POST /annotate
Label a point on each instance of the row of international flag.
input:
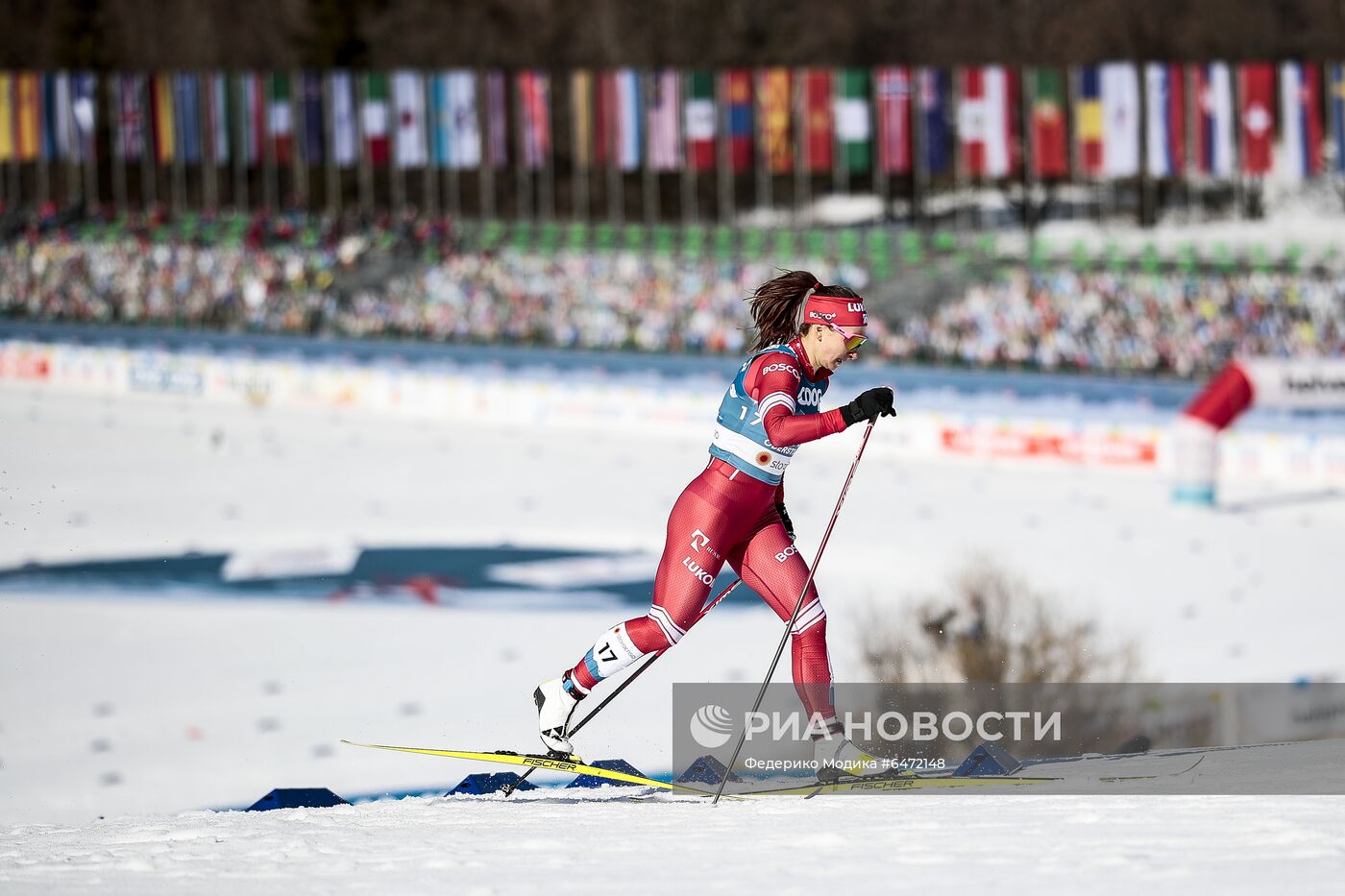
(1112, 120)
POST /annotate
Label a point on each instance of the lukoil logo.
(712, 725)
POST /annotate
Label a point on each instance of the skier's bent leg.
(622, 646)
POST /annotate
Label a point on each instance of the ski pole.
(797, 606)
(510, 788)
┄┄┄┄┄┄┄┄┄┄
● **Your task**
All the records need to be set down word for word, with the images left out.

● **Expected answer**
POST /annotate
Label a point on each instance of the row of international flag.
input:
(1112, 120)
POST /annotate
Label a point on each instance of the lukoil logo.
(712, 725)
POST /annotate
Label a point on each instance of the skier's bent leg.
(622, 646)
POST /annotate
Label a point on each instance of the ski pole.
(797, 606)
(510, 788)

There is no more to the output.